EXERCISE REQUIREMENTS: Summarize the text about Ron's football career in three sentences.

SELECTED TEXT:
★ ★ ★

A hard-working, what would be termed today as a holding midfield player, Ron was highly regarded by supporters and team mates, who included, Don Revie, Ken Barnes, Johnny Hart and Bert Trautmann.
With such names in the team, Ron’s chances for first team action were limited but he finally made his Manchester City Division 1 debut at inside-right in a 2-2 draw away at Arsenal on the 26th January 1952 and, to make his day complete, Ron scored on debut, (one of only two goals he was to score for City!).
He obviously impressed as he held onto his place to the end of the season, playing fourteen games in total. The following season he had to wait till October to get a run in the side playing six games on the run but only playing one further game that season, in February 1953 where he scored in a 2-1 win at home to Newcastle United. Ron then didn’t feature in the First team for the next two seasons, with his next appearance being against Huddersfield in September 1955, (thirty-one months since his previous run out with the first team!).
In total Ron played 6 games that season as City finished 4th in Division 1. In 1956/57 he didn’t feature until March 1957 coming in for the 4-1 win at home over Cardiff City and holding his place for the remainder of the season playing 8 games in total. In 1957/58 he played only 2 games. For 1958/59 he had his longest run of games coming into the team on December 27th in a 4-1 win over Birmingham City and retaining his place till almost the end of the season, playing 16 consecutive matches.
1959/60 was to be Ron’s final season at Maine Road and played only once in a 2-1 home defeat to Tottenham Hotspur on October 31st 1959. Released at the end of the season, Rochdale manager Jack Marshall brought Ron to Spotland for the 1960/61 season after being released by Manchester City.
Ron had a relatively successful two years with the perennial Fourth Division strugglers with the 1961/62 season being memorable for Rochdale’s run in the League Cup, going all the way to the final, still the only occasion of a fouth division side reaching a national final.
The run began drawing away at second division Southampton before winning the second leg 2-1. In the third round they met another second division side, Charlton Athletic, winning 1-0. Given a bye in the fourth round they met fellow fourth division side York City who were dispatched 2-0. For the semi-f
Ron was the unluckiest man at Rochdale because, having played so well in the semi-final defeat of Blackburn Rovers, he was not selected for either leg of the final.
At the end of the season Ron was persuaded by Altrincham’s new manager, Charlie Mitten to sign up for the following season.
Ron lined up for the opening game of the 1962/63 season at Chester alongside the likes of Tommy Banks, Charlie Mitten, Lennie Dickinson and George Greenhall and Altrincham took the game 2-1 in front of 2400 spectators.

★ ★ ★

GIVEN RECORDS:
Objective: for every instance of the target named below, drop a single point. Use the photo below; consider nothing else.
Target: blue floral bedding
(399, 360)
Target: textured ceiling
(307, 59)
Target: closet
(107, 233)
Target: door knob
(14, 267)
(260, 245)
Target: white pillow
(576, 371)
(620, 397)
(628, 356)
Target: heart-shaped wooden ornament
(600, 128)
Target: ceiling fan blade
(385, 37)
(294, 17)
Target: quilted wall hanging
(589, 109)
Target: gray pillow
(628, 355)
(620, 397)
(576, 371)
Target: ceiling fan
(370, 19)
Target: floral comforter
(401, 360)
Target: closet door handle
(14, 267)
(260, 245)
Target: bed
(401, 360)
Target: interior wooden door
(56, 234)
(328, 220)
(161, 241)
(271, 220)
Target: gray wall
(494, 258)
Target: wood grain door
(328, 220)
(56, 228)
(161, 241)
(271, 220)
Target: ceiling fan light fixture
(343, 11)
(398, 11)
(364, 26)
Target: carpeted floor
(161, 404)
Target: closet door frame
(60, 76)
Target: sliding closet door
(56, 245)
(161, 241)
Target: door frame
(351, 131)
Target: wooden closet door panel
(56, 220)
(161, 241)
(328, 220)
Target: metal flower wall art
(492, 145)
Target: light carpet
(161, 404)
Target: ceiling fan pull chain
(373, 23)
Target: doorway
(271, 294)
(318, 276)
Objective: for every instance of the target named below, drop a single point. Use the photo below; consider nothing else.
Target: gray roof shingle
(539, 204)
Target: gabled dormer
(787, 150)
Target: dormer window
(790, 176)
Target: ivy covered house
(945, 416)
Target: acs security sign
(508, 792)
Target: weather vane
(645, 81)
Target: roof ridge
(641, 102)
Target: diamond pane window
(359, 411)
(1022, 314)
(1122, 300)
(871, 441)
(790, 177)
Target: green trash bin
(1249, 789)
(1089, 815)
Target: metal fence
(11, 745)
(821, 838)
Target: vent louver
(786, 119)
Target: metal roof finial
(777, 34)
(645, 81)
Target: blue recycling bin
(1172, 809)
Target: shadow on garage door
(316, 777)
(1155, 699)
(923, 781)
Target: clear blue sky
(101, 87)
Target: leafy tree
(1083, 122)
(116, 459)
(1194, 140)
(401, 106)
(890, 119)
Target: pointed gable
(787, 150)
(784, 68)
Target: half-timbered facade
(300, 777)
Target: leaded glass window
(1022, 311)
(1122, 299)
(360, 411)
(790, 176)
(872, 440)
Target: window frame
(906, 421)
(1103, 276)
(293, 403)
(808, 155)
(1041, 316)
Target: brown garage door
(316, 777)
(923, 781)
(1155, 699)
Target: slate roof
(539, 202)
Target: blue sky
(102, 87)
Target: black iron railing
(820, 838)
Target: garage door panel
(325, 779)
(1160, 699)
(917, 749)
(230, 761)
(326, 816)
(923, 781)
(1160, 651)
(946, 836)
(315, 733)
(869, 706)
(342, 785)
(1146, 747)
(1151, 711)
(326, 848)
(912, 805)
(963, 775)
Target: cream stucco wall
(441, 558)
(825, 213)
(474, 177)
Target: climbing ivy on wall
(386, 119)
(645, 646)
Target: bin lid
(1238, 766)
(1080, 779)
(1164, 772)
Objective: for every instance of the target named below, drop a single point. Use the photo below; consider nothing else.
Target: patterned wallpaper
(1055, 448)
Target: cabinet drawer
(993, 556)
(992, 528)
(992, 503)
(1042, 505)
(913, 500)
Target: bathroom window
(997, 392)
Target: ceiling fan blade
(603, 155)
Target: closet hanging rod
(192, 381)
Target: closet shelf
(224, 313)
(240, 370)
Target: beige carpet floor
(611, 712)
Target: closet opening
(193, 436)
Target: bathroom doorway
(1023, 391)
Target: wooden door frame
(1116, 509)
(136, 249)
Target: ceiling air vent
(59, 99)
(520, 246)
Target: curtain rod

★ ★ ★

ANSWER SECTION: Ron was a hard-working holding midfielder at Manchester City whose first-team chances were limited by team mates such as Don Revie and Bert Trautmann, though he scored on his Division 1 debut in a 2-2 draw away at Arsenal in January 1952 and stayed at Maine Road until the 1959/60 season. After his release, Rochdale manager Jack Marshall brought him to Spotland, where he played well in the semi-final defeat of Blackburn Rovers during the 1961/62 League Cup run to the final but was not selected for either leg of the final. At the end of that season he signed for Altrincham's new manager, Charlie Mitten, and lined up in the 2-1 win at Chester that opened the 1962/63 season.